(Source data)
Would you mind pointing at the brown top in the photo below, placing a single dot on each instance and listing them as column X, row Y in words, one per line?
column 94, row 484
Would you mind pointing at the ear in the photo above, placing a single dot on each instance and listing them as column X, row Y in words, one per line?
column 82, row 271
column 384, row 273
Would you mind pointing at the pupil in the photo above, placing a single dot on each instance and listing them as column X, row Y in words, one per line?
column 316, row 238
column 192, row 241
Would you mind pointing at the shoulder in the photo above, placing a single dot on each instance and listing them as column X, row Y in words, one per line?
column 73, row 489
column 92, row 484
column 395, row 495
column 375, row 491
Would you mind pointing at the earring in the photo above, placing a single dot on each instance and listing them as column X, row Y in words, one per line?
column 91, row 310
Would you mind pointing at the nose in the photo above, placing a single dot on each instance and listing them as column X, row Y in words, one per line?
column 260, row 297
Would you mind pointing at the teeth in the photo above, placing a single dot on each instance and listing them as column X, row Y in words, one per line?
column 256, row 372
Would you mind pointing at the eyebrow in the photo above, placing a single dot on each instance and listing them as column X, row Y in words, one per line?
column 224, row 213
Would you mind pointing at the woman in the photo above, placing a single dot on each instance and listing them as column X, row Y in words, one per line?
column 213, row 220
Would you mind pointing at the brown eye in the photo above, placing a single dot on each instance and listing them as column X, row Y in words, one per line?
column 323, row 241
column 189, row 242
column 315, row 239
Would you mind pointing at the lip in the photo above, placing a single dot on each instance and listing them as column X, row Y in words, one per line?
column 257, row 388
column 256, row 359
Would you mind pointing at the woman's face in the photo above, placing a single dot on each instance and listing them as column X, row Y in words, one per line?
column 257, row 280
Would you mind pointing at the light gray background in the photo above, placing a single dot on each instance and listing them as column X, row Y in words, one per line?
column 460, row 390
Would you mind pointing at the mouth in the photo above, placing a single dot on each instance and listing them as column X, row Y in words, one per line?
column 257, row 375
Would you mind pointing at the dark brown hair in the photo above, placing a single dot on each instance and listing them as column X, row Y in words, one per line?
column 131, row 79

_Task item_
Return verbatim each line from the one that mentions "Would you mind pointing at the mouth" to the end of the entries, inclusive.

_Your solution_
Would you mind pointing at the mouth in the photo above, placing a single dot on each instance and listing them as column X, row Y in words, one per line?
column 257, row 375
Would you mind pointing at the dark brown hair in the photo above, placing a single dot on each instance and listing them as column X, row Y in words, one per line?
column 131, row 79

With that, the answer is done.